EXERCISES TO COMPLETE:
1. In the news report on the West Bank shooting, how did Israel's national rescue service describe the victims?
2. Rewrite the news report on the West Bank shooting from "JERUSALEM (AP) —" through "than 100,000 Palestinians.", substituting "attacker" for "gunman".
3. Continue the news report on the West Bank shooting from the point where it stops.

──────── TEXT SECTION ────────

JERUSALEM (AP) — A Palestinian gunman opened fire Tuesday on an Israeli vehicle in the West Bank and killed four passengers on the eve of a new round of Mideast peace talks in Washington. The Islamic militant Hamas praised the shooting.
There was no immediate claim of responsibility. But in the past, militant groups have staged attacks in an effort to sabotage peace efforts.
Police spokesman Micky Rosenfeld said the gunman opened fire at a vehicle traveling near Hebron — a volatile city that has been a flash point of violence in the past. Some 500 ultranationalist Jewish settlers live in heavily fortified enclaves in the city amid more than 100,000 Palestinians.
Israel’s national rescue service said the victims were two men and two women. It gave no further details. Israeli media reported that one of the women was pregnant and that the dead ranged in age from mid-20s to mid-40s. The reports said everyone in the car was killed.

──────── DATA SUPPLIED ────────

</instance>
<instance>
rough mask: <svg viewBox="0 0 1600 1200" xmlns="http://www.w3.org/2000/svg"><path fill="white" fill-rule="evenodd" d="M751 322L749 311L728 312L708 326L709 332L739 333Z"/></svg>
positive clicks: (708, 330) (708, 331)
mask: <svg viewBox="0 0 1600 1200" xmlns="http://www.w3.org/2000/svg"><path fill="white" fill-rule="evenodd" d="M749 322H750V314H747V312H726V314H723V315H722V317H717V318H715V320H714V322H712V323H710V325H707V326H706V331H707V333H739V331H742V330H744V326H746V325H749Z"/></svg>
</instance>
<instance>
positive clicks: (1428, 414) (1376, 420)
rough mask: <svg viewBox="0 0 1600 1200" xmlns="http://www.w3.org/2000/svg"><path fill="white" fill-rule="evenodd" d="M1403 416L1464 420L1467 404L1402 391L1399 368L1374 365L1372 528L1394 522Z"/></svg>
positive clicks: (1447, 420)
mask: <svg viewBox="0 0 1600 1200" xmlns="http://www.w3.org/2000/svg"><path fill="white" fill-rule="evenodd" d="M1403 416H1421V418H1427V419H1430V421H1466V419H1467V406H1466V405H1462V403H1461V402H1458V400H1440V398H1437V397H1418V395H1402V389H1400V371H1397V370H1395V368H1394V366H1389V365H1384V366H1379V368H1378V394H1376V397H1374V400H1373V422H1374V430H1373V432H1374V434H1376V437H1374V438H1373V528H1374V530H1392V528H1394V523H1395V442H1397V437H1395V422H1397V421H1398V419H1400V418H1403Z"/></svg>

────────

ANSWERS TO THE TASKS:
1. The victims were two men and two women.

2.
JERUSALEM (AP) — A Palestinian attacker opened fire Tuesday on an Israeli vehicle in the West Bank and killed four passengers on the eve of a new round of Mideast peace talks in Washington. The Islamic militant Hamas praised the shooting.
There was no immediate claim of responsibility. But in the past, militant groups have staged attacks in an effort to sabotage peace efforts.
Police spokesman Micky Rosenfeld said the attacker opened fire at a vehicle traveling near Hebron — a volatile city that has been a flash point of violence in the past. Some 500 ultranationalist Jewish settlers live in heavily fortified enclaves in the city amid more than 100,000 Palestinians.

3.
The attack occurred as Israeli Prime Minister Benjamin Netanyahu was en route to Washington for a White House summit launching peace talks on Wednesday. Palestinian Authority President Mahmoud Abbas was already in the U.S. capital meeting with U.S. Secretary of State Hillary Rodham Clinton.
President Obama hopes to forge a peace agreement within one year.
Asked about the shooting, State Department spokesman P.J. Crowley said the U.S. is aware “there are those who will do whatever they can to disrupt or derail the process.”
Israeli Defense Minister Ehud Barak promised a tough response to an attack he said was aimed at sabotaging the talks.
“Israel will not allow terrorists to raise their heads and will exact a price from the murderers and those who send them,” he said in a statement.
There is widespread opposition to the resumption of the peace talks among Palestinians. Hamas, which rules Gaza, opposes any contact with Israel and has harshly criticized Abbas for agreeing to resume the negotiations.
Hamas is considered a terrorist group by the U.S., Israel and European Union and is the main rival of Mr. Abbas and his Fatah movement. Hamas expelled Fatah forces from Gaza in its violent takeover in 2007.
In a statement, Gaza Hamas spokesman Sami Abu Zuhri said the group “praises the Hebron operation.” He did not claim responsibility or mention the peace talks.
Mr. Netanyahu, leader of a hard-line coalition of religious and nationalist parties, has said that protecting Israel’s security interests will be his top priority as he negotiates with the Palestinians.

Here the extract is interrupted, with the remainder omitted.